◆ Exercise task 1:
According to the book review, which four concepts do the book's four parts discuss?
◆ Exercise task 2:
Please copy the book review word for word, between "In Virtue and" and "and psychological experiences.", inclusive.
◆ Exercise task 3:
Resume the book review on Price's study of Plato and Aristotle, starting after its last sentence.

In Virtue and Reason in Plato and Aristotle, A. W. Price offers a comprehensive examination of the ethical and moral psychological views of antiquity's two most celebrated philosophers. Price's goal is to paint a general picture of the moral and psychological framework within which Plato and Aristotle place human action, while doing justice to all the persistently challenging details that continue to engage scholars of ancient philosophy. The result is a renewed appreciation of the insightfulness of Plato and Aristotle's moral ideas, and of the closeness they often exhibit to our common moral and psychological experiences.
The book is divided into four parts, each discussing a central concept in Plato and Aristotle's ethics and moral psychology: eudaimonia, virtue, practical reasoning, and acrasia. Part One begins with a discussion of eudaimonia in the Platonic works, focusing on its function as the overarching goal that all actions aim at. Price's general description of eudaimonia identifies it with "doing well." This should not be understood merely as having one's life going the way one wishes, but as acting in a fitting and proper way. Everything, from material possessions to psychic attributes, is supposed to facilitate doing well and gains its value and desirability with reference to the way in which it contributes to acting well. Following this general description, Price places eudaimonia within the framework of practical reasoning and the theory of action. As he notes, the goal of acting well is not itself a reason for action, but rather a universal filter upon reasons.
Such a universal goal has to be abstract, to some extent, or else it would be substituted for by its more determinate equivalent. At the same time, though, it has to be determinable if it is to be active at all. The important question then becomes how this end can become more determinate, under different circumstances. With respect to this question, Price notes a difference between the "Socratic" works of Plato and the Republic. In the former, we find no definite answer regarding the way in which the ultimate goal of action can be specified and pursued (with the exception of Protagoras' hedonist calculus, which Price thinks does not express a view Socrates would endorse). In the Republic, on the other hand, Plato offers an account both of the necessary condition for being able to specify the abstract goal of eudaimonia (gaining access to the Form of the Good, which can guide one in every circumstance), and of the way in which the condition can be met (through the rigorous intellectual training of the city guardians). In addition, the Republic offers an objective measurement of what it means to be acting well, with reference to the internal harmony of the soul's parts.

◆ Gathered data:
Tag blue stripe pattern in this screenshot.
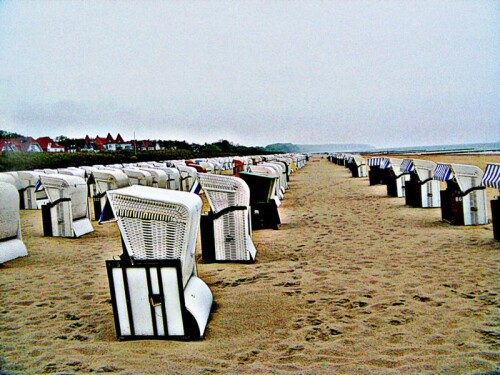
[481,164,500,190]
[401,159,413,173]
[189,179,201,195]
[433,163,453,181]
[368,158,383,167]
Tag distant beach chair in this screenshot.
[380,158,410,198]
[106,185,213,340]
[176,164,198,192]
[0,181,28,264]
[346,155,368,178]
[400,159,441,208]
[87,169,130,221]
[17,171,48,210]
[240,172,281,230]
[40,173,94,237]
[481,163,500,241]
[434,163,488,225]
[198,173,257,263]
[368,157,389,186]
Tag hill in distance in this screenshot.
[265,143,375,153]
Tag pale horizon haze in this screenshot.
[0,0,500,148]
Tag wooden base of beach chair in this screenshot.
[42,199,94,237]
[251,200,281,230]
[106,259,213,340]
[200,210,256,263]
[491,199,500,241]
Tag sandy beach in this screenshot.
[0,155,500,374]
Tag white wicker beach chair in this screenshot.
[400,159,441,208]
[17,171,48,210]
[198,173,257,262]
[106,185,212,339]
[0,182,28,264]
[40,174,94,237]
[433,163,489,225]
[87,169,130,221]
[176,164,198,192]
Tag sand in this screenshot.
[0,155,500,374]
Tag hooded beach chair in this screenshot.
[346,155,368,177]
[40,173,94,237]
[17,171,48,210]
[87,169,130,221]
[249,164,283,207]
[368,157,389,186]
[481,163,500,241]
[434,163,488,225]
[176,164,198,192]
[198,173,257,263]
[106,185,213,340]
[0,181,28,264]
[239,172,281,230]
[380,158,410,198]
[400,159,441,208]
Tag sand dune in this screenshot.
[0,155,500,374]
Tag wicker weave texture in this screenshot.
[198,173,250,213]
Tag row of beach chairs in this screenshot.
[0,154,306,340]
[329,153,500,240]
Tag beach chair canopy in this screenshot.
[368,158,386,167]
[0,182,28,264]
[40,174,88,220]
[107,185,202,286]
[434,163,483,192]
[481,163,500,190]
[92,169,129,194]
[198,174,250,213]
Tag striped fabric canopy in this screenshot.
[481,164,500,190]
[433,163,453,181]
[401,159,413,173]
[368,158,385,167]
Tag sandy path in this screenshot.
[0,157,500,374]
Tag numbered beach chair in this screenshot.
[106,185,213,340]
[40,173,94,237]
[0,182,28,264]
[368,157,388,186]
[346,155,368,177]
[176,164,198,192]
[198,173,257,263]
[434,163,488,225]
[240,172,281,230]
[87,169,129,221]
[481,163,500,241]
[400,159,441,208]
[17,171,48,210]
[380,158,410,198]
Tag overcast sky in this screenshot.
[0,0,500,147]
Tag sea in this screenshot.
[368,142,500,154]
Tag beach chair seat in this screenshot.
[138,166,168,189]
[249,164,283,207]
[240,172,281,230]
[481,163,500,241]
[40,173,94,237]
[176,164,198,192]
[198,173,257,263]
[87,169,130,222]
[400,159,441,208]
[17,171,48,210]
[0,181,28,264]
[434,163,489,225]
[106,185,213,340]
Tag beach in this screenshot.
[0,154,500,374]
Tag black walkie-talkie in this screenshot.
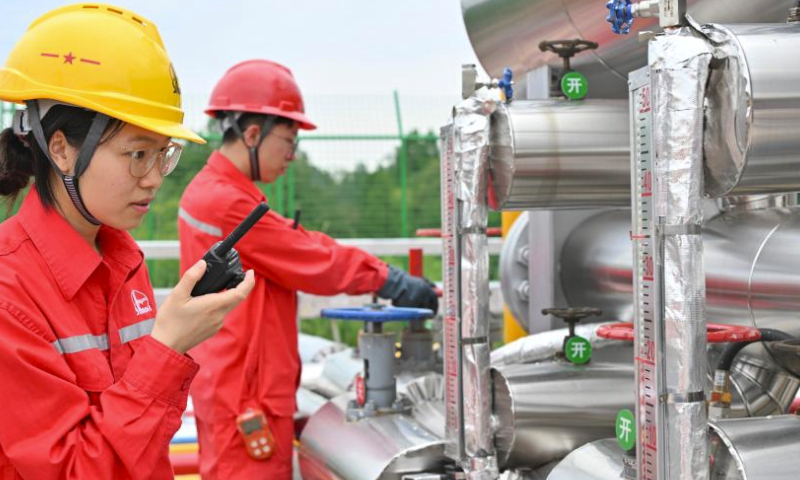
[192,202,269,297]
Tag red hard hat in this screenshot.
[205,60,317,130]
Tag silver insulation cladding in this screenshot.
[649,27,712,480]
[454,89,498,480]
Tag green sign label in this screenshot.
[617,409,636,452]
[561,72,589,100]
[564,337,592,365]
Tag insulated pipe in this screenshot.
[461,0,795,98]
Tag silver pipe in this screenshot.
[492,323,633,368]
[711,415,800,480]
[490,100,630,210]
[298,376,452,480]
[560,208,800,335]
[461,0,795,98]
[492,362,634,468]
[547,438,635,480]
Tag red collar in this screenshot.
[17,187,144,300]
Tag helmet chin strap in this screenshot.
[25,100,110,225]
[223,112,275,182]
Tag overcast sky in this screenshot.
[0,0,477,168]
[0,0,482,98]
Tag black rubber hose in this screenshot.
[717,328,795,370]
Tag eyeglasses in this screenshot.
[267,133,300,155]
[125,142,183,178]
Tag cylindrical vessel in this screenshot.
[711,415,800,480]
[489,100,630,210]
[704,24,800,197]
[492,361,634,468]
[461,0,795,98]
[547,438,635,480]
[561,208,800,334]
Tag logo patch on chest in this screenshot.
[131,290,153,315]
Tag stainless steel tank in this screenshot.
[711,415,800,480]
[547,415,800,480]
[492,355,634,468]
[704,24,800,197]
[461,0,795,98]
[561,208,800,334]
[490,100,631,210]
[299,374,451,480]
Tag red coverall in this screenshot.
[178,152,388,480]
[0,189,198,480]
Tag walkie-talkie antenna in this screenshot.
[216,202,269,256]
[292,208,300,230]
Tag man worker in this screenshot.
[178,60,438,480]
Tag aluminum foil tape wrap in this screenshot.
[649,28,711,480]
[442,89,498,480]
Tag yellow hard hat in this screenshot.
[0,3,205,143]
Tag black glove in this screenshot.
[378,265,439,315]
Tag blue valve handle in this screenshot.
[320,305,433,323]
[606,0,633,35]
[497,67,514,103]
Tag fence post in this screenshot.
[394,90,409,237]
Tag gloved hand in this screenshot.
[378,265,439,314]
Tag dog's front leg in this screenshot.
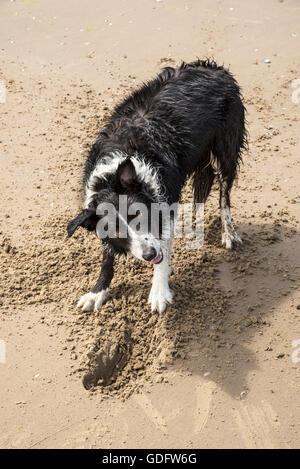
[77,249,114,311]
[148,240,172,313]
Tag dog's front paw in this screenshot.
[77,290,107,311]
[148,283,173,313]
[222,230,243,249]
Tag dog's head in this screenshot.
[68,160,163,264]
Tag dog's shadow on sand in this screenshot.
[169,219,300,398]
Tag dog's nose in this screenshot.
[143,247,157,261]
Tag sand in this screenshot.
[0,0,300,448]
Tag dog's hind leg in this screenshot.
[148,239,173,313]
[193,157,215,204]
[77,249,114,311]
[148,221,174,313]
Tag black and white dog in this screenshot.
[68,60,246,312]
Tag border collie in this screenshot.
[68,60,246,313]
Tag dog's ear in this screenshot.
[68,209,98,238]
[117,160,141,192]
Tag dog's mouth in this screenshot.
[150,251,164,264]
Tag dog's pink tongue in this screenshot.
[151,252,162,264]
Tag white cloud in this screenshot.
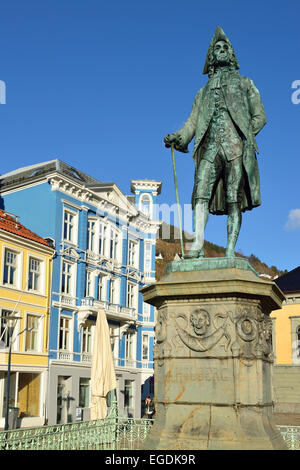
[285,209,300,230]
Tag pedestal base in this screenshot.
[142,260,287,450]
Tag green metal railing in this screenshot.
[277,426,300,450]
[0,407,300,450]
[0,405,153,450]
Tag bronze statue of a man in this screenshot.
[164,26,266,258]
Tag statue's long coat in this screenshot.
[176,72,266,214]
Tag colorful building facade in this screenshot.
[271,267,300,414]
[1,160,161,424]
[0,210,54,428]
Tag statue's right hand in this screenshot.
[164,133,180,148]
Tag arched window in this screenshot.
[140,194,152,216]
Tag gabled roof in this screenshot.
[0,159,99,191]
[274,266,300,293]
[0,210,50,248]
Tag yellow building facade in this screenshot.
[271,267,300,414]
[271,300,300,365]
[0,211,54,428]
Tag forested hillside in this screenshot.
[155,223,287,280]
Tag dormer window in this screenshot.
[140,194,152,217]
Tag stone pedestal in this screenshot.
[142,258,286,450]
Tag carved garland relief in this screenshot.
[155,306,272,365]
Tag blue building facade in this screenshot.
[0,160,161,424]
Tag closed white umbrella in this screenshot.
[90,310,117,419]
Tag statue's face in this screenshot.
[214,41,230,64]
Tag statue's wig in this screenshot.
[203,26,240,77]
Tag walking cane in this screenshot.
[171,144,184,257]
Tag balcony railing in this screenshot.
[114,357,154,370]
[81,297,137,320]
[0,406,153,450]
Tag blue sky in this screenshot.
[0,0,300,270]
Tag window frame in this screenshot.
[60,258,76,297]
[58,313,73,353]
[128,238,139,269]
[1,245,23,290]
[24,312,44,353]
[62,206,78,246]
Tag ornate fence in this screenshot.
[277,426,300,450]
[0,406,152,450]
[0,409,300,450]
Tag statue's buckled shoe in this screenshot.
[183,248,204,259]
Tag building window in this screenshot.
[128,240,138,267]
[85,271,94,297]
[125,333,134,365]
[0,310,14,348]
[108,325,118,357]
[140,194,151,217]
[61,261,73,295]
[64,210,77,244]
[3,249,18,286]
[124,380,133,408]
[87,220,96,251]
[144,242,152,271]
[109,279,119,304]
[79,377,90,408]
[109,229,119,260]
[142,334,149,361]
[59,317,71,351]
[296,326,300,356]
[98,274,106,300]
[25,314,41,351]
[143,302,150,322]
[99,223,107,256]
[28,258,41,291]
[127,282,136,308]
[17,372,41,417]
[82,325,92,354]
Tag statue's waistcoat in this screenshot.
[193,73,257,158]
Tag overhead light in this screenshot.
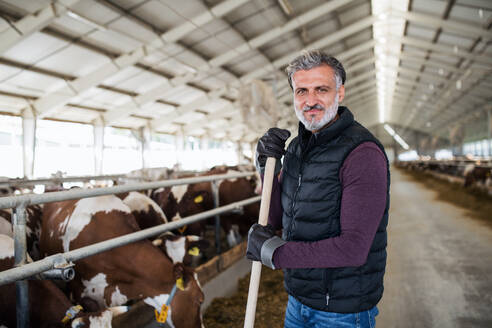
[383,124,410,150]
[393,134,410,150]
[384,124,395,136]
[278,0,294,16]
[67,10,107,31]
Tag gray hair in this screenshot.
[285,49,345,90]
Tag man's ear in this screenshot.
[338,84,345,103]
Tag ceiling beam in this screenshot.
[240,16,376,82]
[28,0,248,118]
[152,16,374,129]
[400,36,492,67]
[209,0,353,67]
[107,0,353,124]
[392,9,492,41]
[0,0,81,55]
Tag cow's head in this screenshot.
[141,263,205,328]
[152,232,210,265]
[178,182,214,217]
[121,191,167,229]
[150,187,178,220]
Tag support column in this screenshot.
[200,135,209,170]
[175,129,185,171]
[236,140,244,165]
[139,125,152,169]
[487,109,492,157]
[22,109,37,179]
[93,117,104,175]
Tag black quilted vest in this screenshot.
[281,106,390,313]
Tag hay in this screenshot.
[203,266,287,328]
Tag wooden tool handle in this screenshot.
[244,157,275,328]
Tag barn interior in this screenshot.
[0,0,492,328]
[0,0,492,178]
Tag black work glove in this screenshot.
[246,223,286,269]
[255,128,290,175]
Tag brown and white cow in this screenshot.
[463,164,492,188]
[152,166,259,246]
[0,234,120,328]
[152,231,210,267]
[40,195,204,328]
[117,191,167,229]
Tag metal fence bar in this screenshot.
[212,181,221,255]
[12,206,29,328]
[0,172,254,209]
[0,196,261,285]
[0,174,133,187]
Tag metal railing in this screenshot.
[0,172,261,328]
[0,174,141,188]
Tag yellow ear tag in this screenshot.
[154,304,169,323]
[176,278,184,290]
[188,246,200,256]
[62,305,84,323]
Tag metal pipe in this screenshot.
[13,206,29,328]
[0,172,254,209]
[39,268,75,281]
[212,181,221,255]
[0,195,261,285]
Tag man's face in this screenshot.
[292,65,345,132]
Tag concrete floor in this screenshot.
[376,169,492,328]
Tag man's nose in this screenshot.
[306,92,318,106]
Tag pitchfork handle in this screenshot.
[244,157,275,328]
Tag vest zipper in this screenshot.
[287,172,302,240]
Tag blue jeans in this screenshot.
[284,295,379,328]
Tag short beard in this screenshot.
[294,94,338,132]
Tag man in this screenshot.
[247,50,390,328]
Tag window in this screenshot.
[0,115,24,178]
[34,120,94,177]
[103,127,142,174]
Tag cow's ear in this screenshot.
[173,262,185,281]
[189,239,210,249]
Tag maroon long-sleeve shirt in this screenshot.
[268,142,387,268]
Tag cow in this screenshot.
[40,195,204,328]
[0,234,124,328]
[463,164,492,188]
[116,191,167,229]
[152,166,259,247]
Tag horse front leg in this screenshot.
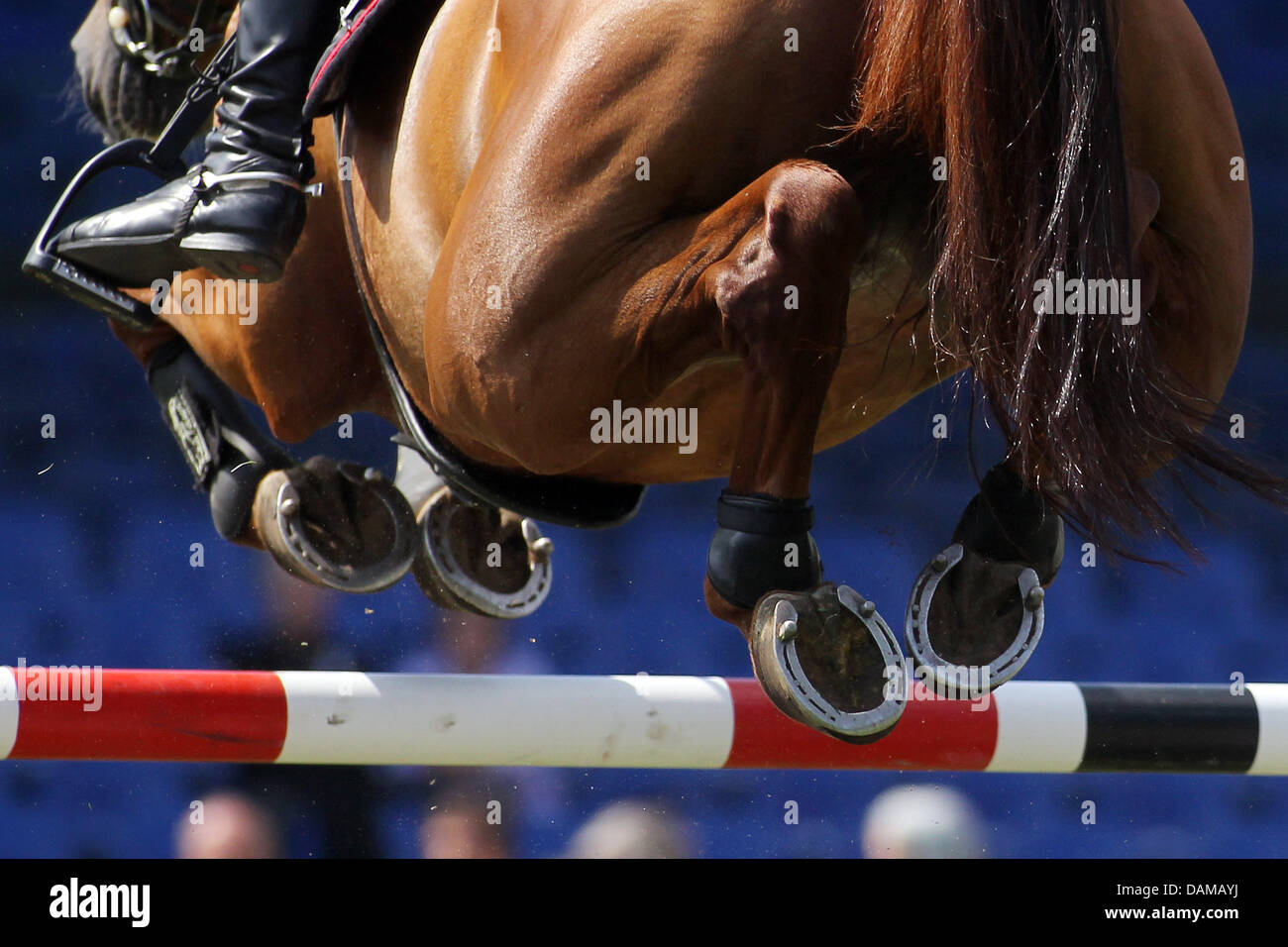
[705,162,907,742]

◆ Exercise answer 1:
Eudaimonia, virtue, practical reasoning, and acrasia.

◆ Exercise answer 2:
In Virtue and Reason in Plato and Aristotle, A. W. Price offers a comprehensive examination of the ethical and moral psychological views of antiquity's two most celebrated philosophers. Price's goal is to paint a general picture of the moral and psychological framework within which Plato and Aristotle place human action, while doing justice to all the persistently challenging details that continue to engage scholars of ancient philosophy. The result is a renewed appreciation of the insightfulness of Plato and Aristotle's moral ideas, and of the closeness they often exhibit to our common moral and psychological experiences.

◆ Exercise answer 3:
Price moves on to Aristotle's account of eudaimonia in the following section, noting two features that Aristotle attaches to it: being all-inclusive and constituting the ultimate goal of action. According to Aristotle, each action primarily aims at acting well, which is what it really is to be happy. At the same time, in acting well we also get things that are valuable without being themselves instances of acting well, although they are valuable for their sake (such as pleasure). One may wonder what role these goods may play. Price's answer is that they form part of our practical deliberations. In these deliberations, eudaimonia constitutes an abstract goal that is achieved in different ways under different circumstances, by setting up a variety of intermediate goals. Concerning the abstract-yet-determinable nature of eudaimonia, Aristotle believes that there is a naturalistic objective basis for the proper evaluation of goals and means. Being able to set those goals and means is virtue's task (more on this function appears in the following parts). Price concludes the section with a discussion of some important further questions about Aristotelian happiness related to its completeness, the role of fortune in becoming happy, and the value of intellectual contemplation.
Part Two focuses on Plato and Aristotle's conceptions of virtue. Price identifies two basic functions of virtue that are indispensable in the achievement of happiness, the guiding and the executive functions. The former prepares the way for practical reasoning by setting the proper goal that needs to be achieved, while the latter consists in the proper arrangement of the agent's affective motivations (the emotions, or pathe), in line with reason's assessment. Every particular virtue fulfills this dual role in its own particular way. At the same time, all of the virtues form a unity, which is expressed in every instance of virtuous action. Price examines different alternative accounts of the Platonic unity of virtue, both in earlier works such as the Protagoras and in the Republic, reaching a rather indeterminate conclusion, according to which "the doctrine of the unity of the virtues can take many forms" (100). For Price, the important lesson from Plato's accounts of the unity of the virtues is that all of the virtues converge into a unitary and steadfast course when the virtuous agent performs an action, even if the action's particular nature and function may differ to a greater or lesser extent (depending on how we interpret Plato).
Price continues with a discussion of the Aristotelian unity of the virtues, in the following section. His main focus is on the way in which the various virtues calculate the mean, which constitutes their particular goal. Price makes a distinction between the mean as calculated from a virtue's particular perspective, and the mean as seen from the perspective of the other virtues. These two perspectives and evaluations may possibly differ: while it is neither rash nor cowardly to expose oneself to bodily harm in battle, from bravery's perspective, it may be unwise to do so when the battle is hopeless. The virtuous person balances the evaluations of the different virtues through a holistic approach, leading to an action that is generally most appropriate under the circumstances.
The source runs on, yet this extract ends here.